## DATA TO EXAMINE

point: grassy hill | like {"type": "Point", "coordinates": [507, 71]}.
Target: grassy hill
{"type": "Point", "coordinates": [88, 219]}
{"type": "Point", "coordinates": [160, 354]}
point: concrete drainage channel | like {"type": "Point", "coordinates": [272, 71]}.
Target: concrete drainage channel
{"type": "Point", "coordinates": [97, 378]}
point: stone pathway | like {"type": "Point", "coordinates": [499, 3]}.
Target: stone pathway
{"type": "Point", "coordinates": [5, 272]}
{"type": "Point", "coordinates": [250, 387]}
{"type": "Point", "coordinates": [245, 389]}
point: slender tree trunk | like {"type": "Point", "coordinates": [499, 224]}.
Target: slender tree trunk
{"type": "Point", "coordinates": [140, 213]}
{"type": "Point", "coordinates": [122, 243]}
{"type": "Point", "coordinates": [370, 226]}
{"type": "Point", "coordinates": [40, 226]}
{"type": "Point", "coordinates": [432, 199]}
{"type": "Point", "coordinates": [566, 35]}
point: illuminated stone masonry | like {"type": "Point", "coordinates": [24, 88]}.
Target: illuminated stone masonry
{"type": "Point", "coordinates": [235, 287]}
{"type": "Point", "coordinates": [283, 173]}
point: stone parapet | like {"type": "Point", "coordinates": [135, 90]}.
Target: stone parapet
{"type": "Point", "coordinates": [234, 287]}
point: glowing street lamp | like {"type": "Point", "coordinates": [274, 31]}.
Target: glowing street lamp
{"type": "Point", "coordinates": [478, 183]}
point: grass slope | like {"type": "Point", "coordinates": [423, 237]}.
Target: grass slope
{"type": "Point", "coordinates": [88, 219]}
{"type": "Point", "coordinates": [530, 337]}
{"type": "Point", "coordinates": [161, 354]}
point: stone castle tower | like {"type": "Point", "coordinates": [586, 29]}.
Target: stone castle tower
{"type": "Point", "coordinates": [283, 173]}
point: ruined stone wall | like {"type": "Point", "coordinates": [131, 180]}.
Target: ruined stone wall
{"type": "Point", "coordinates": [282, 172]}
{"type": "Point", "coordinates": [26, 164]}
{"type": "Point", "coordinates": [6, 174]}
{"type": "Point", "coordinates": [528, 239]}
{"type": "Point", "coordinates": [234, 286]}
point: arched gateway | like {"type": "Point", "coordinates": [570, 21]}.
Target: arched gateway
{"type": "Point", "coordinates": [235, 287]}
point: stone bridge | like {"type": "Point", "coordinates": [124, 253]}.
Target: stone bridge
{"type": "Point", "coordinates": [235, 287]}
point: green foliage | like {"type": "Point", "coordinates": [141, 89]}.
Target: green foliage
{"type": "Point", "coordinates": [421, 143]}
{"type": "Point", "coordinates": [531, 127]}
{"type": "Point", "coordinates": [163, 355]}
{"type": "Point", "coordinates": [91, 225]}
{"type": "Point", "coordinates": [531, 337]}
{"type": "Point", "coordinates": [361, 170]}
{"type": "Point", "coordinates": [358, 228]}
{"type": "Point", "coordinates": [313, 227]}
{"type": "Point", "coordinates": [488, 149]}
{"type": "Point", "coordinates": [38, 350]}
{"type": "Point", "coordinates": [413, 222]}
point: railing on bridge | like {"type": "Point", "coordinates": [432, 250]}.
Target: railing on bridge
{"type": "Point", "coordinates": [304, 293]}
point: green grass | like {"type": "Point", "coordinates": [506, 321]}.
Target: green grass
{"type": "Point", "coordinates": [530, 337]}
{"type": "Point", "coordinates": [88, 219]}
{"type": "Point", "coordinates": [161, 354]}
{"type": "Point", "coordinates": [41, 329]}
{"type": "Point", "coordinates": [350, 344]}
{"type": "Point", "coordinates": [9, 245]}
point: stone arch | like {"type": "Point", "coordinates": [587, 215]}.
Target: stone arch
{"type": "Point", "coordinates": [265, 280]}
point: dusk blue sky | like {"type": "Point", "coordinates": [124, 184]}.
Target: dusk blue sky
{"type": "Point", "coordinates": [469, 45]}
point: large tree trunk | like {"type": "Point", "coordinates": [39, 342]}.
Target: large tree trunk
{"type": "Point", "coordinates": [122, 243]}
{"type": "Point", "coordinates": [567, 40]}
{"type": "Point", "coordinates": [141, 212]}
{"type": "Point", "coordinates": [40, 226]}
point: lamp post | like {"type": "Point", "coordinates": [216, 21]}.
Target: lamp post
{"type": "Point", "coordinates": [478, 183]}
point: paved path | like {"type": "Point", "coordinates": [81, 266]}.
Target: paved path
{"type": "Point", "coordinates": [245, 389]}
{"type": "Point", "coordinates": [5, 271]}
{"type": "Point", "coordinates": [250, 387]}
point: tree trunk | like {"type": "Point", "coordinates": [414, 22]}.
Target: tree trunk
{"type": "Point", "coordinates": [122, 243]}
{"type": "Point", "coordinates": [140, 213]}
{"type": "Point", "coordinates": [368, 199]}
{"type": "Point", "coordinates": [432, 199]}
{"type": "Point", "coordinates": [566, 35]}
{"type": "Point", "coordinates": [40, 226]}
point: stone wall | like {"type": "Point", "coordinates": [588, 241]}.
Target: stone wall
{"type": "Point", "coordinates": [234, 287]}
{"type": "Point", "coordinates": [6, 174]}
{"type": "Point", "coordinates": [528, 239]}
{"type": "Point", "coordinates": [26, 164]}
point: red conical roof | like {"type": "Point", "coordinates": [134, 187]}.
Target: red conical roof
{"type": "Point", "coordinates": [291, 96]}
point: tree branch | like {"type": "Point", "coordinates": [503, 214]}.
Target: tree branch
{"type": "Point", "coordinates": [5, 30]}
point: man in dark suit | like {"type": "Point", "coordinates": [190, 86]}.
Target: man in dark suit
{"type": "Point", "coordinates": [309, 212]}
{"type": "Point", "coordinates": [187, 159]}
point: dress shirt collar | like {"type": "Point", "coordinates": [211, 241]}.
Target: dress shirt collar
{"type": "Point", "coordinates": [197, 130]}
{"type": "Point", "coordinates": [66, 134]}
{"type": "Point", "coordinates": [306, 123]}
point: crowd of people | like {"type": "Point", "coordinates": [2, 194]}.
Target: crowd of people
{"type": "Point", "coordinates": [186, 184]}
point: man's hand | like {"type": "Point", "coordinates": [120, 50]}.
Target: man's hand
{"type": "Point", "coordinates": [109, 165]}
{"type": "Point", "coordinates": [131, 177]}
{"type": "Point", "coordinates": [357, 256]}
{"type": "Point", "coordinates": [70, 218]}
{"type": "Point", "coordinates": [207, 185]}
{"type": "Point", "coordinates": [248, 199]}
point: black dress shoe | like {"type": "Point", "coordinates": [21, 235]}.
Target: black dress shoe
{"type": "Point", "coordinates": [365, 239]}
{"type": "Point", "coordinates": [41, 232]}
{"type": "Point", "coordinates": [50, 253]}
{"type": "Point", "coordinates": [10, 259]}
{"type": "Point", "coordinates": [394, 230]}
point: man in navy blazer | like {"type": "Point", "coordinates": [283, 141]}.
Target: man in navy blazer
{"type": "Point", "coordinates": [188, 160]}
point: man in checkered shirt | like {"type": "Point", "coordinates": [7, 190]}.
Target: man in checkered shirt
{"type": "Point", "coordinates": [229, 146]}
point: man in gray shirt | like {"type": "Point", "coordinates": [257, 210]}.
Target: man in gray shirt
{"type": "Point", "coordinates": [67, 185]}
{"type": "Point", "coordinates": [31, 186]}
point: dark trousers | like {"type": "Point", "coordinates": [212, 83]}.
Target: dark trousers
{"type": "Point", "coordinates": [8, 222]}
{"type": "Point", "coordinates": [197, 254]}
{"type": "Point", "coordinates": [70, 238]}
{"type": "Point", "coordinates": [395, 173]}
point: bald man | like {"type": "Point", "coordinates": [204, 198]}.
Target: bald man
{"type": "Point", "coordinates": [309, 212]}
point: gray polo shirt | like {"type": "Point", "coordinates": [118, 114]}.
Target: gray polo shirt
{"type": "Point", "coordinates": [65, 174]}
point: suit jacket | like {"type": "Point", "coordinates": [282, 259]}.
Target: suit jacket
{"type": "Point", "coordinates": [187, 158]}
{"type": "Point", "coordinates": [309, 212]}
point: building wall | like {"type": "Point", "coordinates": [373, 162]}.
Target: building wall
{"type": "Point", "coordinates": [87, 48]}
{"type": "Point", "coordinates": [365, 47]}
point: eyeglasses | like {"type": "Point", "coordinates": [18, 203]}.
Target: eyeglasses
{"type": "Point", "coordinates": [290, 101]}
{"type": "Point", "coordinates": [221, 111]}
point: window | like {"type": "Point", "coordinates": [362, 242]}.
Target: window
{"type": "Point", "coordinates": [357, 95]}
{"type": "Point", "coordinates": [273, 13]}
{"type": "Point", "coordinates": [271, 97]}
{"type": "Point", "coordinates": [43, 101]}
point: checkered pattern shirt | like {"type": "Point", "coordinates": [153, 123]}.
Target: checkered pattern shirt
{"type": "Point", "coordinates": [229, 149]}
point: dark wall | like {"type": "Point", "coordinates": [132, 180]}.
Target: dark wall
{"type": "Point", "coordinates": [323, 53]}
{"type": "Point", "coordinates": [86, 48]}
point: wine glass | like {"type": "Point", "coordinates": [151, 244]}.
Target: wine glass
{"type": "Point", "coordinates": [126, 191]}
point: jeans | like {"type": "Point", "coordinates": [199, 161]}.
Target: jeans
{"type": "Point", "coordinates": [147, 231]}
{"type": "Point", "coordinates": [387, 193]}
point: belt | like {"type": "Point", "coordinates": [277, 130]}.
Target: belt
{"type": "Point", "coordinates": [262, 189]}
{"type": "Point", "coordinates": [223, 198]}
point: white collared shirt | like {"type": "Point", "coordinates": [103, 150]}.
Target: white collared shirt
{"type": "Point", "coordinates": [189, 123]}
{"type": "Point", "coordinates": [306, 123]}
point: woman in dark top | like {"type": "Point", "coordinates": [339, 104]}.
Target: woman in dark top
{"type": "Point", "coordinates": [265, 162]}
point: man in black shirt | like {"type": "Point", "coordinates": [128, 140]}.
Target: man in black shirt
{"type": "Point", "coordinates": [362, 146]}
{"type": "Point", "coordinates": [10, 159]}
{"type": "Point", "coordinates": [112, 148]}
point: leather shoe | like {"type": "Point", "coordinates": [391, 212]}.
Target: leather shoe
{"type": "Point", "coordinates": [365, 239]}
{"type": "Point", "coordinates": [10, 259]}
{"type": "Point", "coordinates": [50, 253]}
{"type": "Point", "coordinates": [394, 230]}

## TASK ITEM
Give back exactly the lines above, from the line containing "point: man in navy" through the line containing "point: suit jacket", with both end lines and nothing more.

## COMPLETED EXERCISE
point: man in navy blazer | like {"type": "Point", "coordinates": [283, 141]}.
Target: man in navy blazer
{"type": "Point", "coordinates": [188, 160]}
point: man in checkered shirt | like {"type": "Point", "coordinates": [7, 190]}.
Target: man in checkered shirt
{"type": "Point", "coordinates": [229, 146]}
point: man in gray shirt | like {"type": "Point", "coordinates": [257, 210]}.
Target: man in gray shirt
{"type": "Point", "coordinates": [67, 185]}
{"type": "Point", "coordinates": [31, 186]}
point: dark trousers | like {"type": "Point", "coordinates": [212, 83]}.
Target: dark trousers
{"type": "Point", "coordinates": [8, 222]}
{"type": "Point", "coordinates": [197, 254]}
{"type": "Point", "coordinates": [70, 238]}
{"type": "Point", "coordinates": [395, 173]}
point: bald man | like {"type": "Point", "coordinates": [204, 198]}.
Target: bald man
{"type": "Point", "coordinates": [309, 212]}
point: gray polo shirt | like {"type": "Point", "coordinates": [118, 114]}.
Target: gray polo shirt
{"type": "Point", "coordinates": [65, 174]}
point: suit jacket | like {"type": "Point", "coordinates": [282, 259]}.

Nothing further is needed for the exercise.